## [TEXT FOR ANALYSIS]
Purpose: To quantify the reproducibility and accuracy of experienced thoracic radiologists in differentiating between subsolid and solid pulmonary nodules at CT.
Materials and methods: The institutional review board of Beth Israel Deaconess Medical Center approved this multicenter study. Six thoracic radiologists, with a mean of 21 years of experience in thoracic radiology (range, 17-22 years), selected images of 10 solid and 10 subsolid nodules to create a database of 120 nodules; this selection served as the reference standard. Each radiologist then interpreted 120 randomly ordered nodules in two different sessions that were separated by a minimum of 3 weeks. The radiologists classified whether or not each nodule was subsolid. Inter- and intraobserver agreement was assessed with a κ statistic. The number of correct classifications was calculated and correlated with nodule size by using Bland-Altman plots. The relationship between disagreement and nodule morphologic characteristics was analyzed by calculating the intraclass correlation coefficient.

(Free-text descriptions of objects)
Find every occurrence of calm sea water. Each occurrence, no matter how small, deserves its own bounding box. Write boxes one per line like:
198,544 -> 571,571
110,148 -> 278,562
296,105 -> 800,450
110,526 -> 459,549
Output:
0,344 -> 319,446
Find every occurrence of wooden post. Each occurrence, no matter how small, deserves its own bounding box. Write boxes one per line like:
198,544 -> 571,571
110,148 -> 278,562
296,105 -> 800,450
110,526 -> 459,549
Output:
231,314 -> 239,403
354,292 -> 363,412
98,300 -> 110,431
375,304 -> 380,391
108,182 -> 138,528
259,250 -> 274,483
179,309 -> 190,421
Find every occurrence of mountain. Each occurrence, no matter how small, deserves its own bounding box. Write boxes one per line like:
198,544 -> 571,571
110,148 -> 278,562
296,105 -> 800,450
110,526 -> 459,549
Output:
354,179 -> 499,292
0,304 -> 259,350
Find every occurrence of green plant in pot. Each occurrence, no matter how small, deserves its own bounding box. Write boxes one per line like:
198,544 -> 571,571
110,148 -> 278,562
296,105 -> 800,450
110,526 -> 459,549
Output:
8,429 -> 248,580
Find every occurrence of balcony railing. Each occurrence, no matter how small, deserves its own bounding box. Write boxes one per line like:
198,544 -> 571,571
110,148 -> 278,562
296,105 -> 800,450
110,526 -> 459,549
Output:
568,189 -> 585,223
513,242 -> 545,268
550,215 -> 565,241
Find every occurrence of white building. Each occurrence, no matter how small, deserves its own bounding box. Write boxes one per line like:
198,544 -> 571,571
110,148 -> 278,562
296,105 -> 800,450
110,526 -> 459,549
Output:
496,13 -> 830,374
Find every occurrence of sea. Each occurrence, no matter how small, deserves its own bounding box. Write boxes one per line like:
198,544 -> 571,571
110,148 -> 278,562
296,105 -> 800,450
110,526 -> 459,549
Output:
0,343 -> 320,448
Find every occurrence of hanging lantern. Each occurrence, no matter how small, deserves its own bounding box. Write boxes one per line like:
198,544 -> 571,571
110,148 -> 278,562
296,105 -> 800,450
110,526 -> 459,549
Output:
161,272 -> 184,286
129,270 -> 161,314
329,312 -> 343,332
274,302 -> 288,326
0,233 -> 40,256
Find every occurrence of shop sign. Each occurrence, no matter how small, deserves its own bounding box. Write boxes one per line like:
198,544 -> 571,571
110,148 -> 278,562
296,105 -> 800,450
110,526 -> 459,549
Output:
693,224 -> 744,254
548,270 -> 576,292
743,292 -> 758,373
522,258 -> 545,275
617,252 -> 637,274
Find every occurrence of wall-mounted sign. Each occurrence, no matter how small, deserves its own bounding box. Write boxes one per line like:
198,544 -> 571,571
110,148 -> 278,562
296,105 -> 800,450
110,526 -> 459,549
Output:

==

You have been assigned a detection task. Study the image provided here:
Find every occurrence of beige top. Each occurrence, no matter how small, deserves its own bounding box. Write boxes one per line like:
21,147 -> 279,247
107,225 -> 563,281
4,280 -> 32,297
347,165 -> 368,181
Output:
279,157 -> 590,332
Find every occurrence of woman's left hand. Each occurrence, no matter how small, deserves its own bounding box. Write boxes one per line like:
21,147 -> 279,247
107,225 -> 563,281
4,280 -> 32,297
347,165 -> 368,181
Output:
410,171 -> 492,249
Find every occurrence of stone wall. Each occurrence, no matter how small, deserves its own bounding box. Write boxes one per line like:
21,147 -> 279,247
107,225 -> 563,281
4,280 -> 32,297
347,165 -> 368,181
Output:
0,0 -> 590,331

...

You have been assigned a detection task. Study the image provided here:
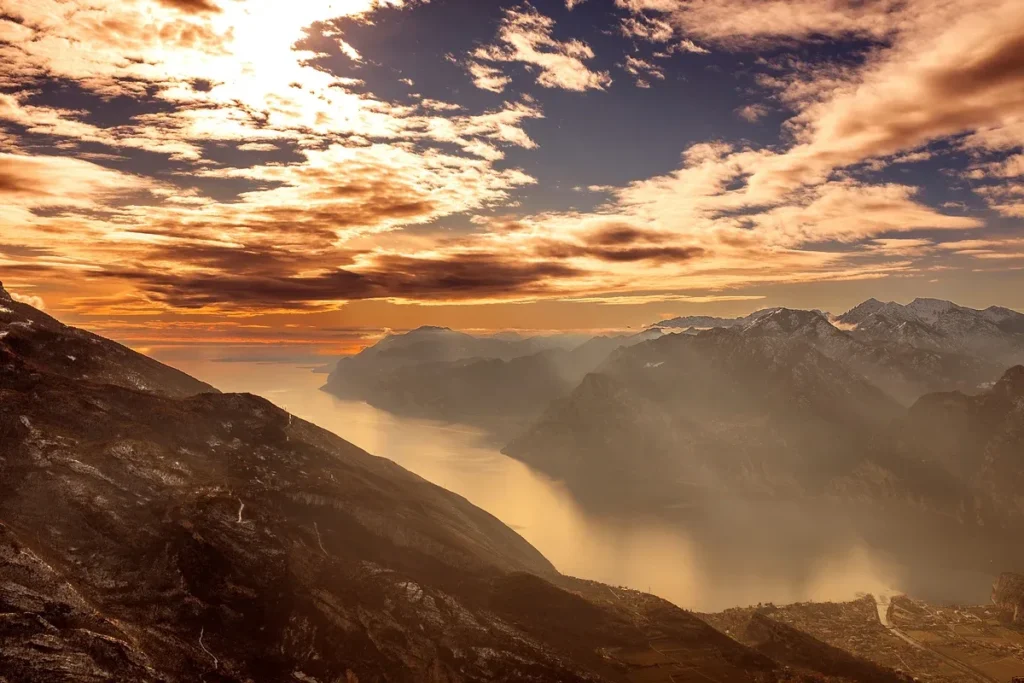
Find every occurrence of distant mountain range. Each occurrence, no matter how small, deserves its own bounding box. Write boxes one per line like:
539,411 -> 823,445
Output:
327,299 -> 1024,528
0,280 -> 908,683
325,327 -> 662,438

## [WHAT YOU ARE ASKED TO DO]
Pick up the abstract on how radiologists tell subsolid from solid pulmonary nodules at CT where it stops. You can set the records aside.

## [EXERCISE RESULT]
Results: Interobserver agreement (κ) was 0.619 (range, 0.469-0.745; 95% confidence interval (CI): 0.576, 0.663) and 0.670 (range, 0.440-0.839; 95% CI: 0.608, 0.733) for interpretation sessions 1 and 2, respectively. Intraobserver agreement (κ) was 0.792 (95% CI: 0.750, 0.833). Averaged for interpretation sessions, correct classification was achieved by all radiologists for 58% (70 of 120) of nodules. Radiologists agreed with their initial determination (the reference standard) in 77% of cases (range, 45%-100%). Nodule size weakly correlated with correct classification (long axis: Spearman rank correlation coefficient, rs = 0.161 and P = .049; short axis: rs = 0.128 and P = .163).
Conclusion: The reproducibility and accuracy of thoracic radiologists in classifying whether or not a nodule is subsolid varied in the retrospective study. This inconsistency may affect surveillance recommendations and prognostic determinations.